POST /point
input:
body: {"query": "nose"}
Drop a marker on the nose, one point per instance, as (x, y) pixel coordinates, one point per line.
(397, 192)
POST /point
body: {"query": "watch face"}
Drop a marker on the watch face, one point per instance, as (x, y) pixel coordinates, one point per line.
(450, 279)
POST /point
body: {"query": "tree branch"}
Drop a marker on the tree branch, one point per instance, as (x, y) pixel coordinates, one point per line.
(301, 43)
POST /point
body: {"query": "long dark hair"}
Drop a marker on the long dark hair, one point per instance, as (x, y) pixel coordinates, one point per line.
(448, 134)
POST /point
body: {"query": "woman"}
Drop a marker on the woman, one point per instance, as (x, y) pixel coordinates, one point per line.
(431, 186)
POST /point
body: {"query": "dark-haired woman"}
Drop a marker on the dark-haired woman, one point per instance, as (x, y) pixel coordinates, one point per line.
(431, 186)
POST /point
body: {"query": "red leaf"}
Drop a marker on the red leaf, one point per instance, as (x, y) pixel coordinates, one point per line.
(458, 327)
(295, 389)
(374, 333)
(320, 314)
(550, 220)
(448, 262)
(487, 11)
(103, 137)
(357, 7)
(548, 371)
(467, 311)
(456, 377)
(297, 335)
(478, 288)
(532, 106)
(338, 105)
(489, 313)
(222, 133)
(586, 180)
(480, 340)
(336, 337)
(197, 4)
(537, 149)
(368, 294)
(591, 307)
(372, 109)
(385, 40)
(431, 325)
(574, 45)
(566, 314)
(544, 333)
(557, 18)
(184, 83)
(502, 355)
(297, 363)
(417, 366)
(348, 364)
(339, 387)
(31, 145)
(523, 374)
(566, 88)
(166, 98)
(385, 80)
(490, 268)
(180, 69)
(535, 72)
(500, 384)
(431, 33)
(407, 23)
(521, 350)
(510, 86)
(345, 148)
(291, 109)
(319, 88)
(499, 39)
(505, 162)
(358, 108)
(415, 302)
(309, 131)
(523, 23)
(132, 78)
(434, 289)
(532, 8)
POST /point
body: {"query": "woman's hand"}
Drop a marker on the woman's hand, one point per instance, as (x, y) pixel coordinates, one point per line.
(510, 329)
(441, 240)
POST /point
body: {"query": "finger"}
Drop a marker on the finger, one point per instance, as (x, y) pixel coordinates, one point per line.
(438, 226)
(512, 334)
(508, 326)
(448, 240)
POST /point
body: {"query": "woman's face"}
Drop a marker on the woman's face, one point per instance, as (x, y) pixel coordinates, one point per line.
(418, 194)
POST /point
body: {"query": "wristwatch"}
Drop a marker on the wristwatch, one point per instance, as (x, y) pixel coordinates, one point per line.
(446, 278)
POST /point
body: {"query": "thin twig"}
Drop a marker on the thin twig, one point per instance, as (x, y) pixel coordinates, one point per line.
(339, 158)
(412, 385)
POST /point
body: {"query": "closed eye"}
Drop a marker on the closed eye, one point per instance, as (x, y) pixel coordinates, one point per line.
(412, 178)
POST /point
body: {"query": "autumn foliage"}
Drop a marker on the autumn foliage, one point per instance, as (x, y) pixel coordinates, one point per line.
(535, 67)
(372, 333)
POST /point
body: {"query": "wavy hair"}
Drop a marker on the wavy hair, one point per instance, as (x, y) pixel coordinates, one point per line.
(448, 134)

□ □ □

Output every line above so that it reads exactly as before.

Response area:
POST /point
input:
body: {"query": "nose"}
Drop a marker on the nose, one point per instance, as (x, y) pixel coordinates, one point per line.
(397, 192)
POST /point
body: {"query": "watch face"}
Drop a marker on the watch face, one point per instance, as (x, y) pixel coordinates, one point per line.
(450, 279)
POST /point
body: {"query": "tree branch"}
Drop a marker on the tree branch, one point per instance, as (x, y) pixel coordinates, one point per line.
(301, 43)
POST /point
body: {"query": "long dark hair"}
Drop a marker on the long dark hair, one point per instance, as (x, y) pixel coordinates, one point per line.
(448, 134)
POST /point
body: {"query": "woman"}
Drop a marker on the woman, one point per instance, as (x, y) pixel coordinates, one point per line.
(431, 186)
POST /point
body: {"query": "dark-haired woman"}
Drop a marker on the dark-haired woman, one point per instance, as (x, y) pixel coordinates, one point per line.
(431, 186)
POST /point
body: {"query": "red leaf"}
Drop a marker on the red leaf, one point per instance, as (x, y) pixel coordinates, one point per line.
(458, 327)
(295, 389)
(374, 333)
(320, 314)
(550, 220)
(448, 262)
(487, 11)
(103, 137)
(357, 7)
(548, 371)
(467, 311)
(456, 377)
(297, 335)
(478, 288)
(532, 106)
(338, 105)
(489, 313)
(222, 133)
(586, 180)
(480, 340)
(336, 337)
(197, 4)
(537, 149)
(368, 294)
(591, 307)
(372, 109)
(385, 40)
(431, 325)
(574, 45)
(566, 314)
(544, 333)
(557, 18)
(184, 83)
(502, 355)
(297, 363)
(417, 366)
(348, 364)
(339, 387)
(31, 145)
(523, 374)
(566, 88)
(166, 98)
(385, 80)
(490, 268)
(180, 69)
(535, 72)
(500, 384)
(431, 33)
(407, 23)
(521, 350)
(510, 86)
(345, 148)
(291, 109)
(319, 88)
(499, 39)
(505, 162)
(358, 108)
(415, 302)
(309, 131)
(523, 23)
(132, 78)
(434, 289)
(532, 8)
POST /point
body: {"query": "woman's hand"}
Drop a marker on the woman's hand, one point per instance, as (x, y) pixel coordinates, one point per line.
(510, 329)
(441, 240)
POST /point
body: {"query": "finger"}
Drop a marker on the finger, one point per instance, as (x, y) pixel coordinates, one point per line.
(438, 226)
(512, 334)
(508, 326)
(448, 240)
POST /point
body: {"query": "woman's face"}
Drop a marker on the woman's face, one point per instance, as (x, y) pixel coordinates, one point per line.
(418, 194)
POST /point
body: {"query": "wristwatch"}
Drop a marker on the wristwatch, one point per instance, as (x, y) pixel coordinates, one point per line.
(446, 278)
POST /point
body: {"query": "thin twig"}
Drop a marker on the thin twig, one point per instance, as (x, y) pixel coordinates, one point per line.
(339, 158)
(412, 385)
POST /point
body: {"query": "closed eye"}
Drop a marker on the closed eye, one point per instance, as (x, y) pixel coordinates, one point per line.
(412, 178)
POST /point
body: {"query": "autumn foliage"}
Drop a marker on the autumn foliage, one point per instance, as (x, y) pixel coordinates, one point per line.
(535, 67)
(372, 333)
POST /point
body: {"query": "wavy hair"}
Drop a marker on the wavy hair, one point per instance, as (x, y) pixel coordinates, one point per line.
(448, 134)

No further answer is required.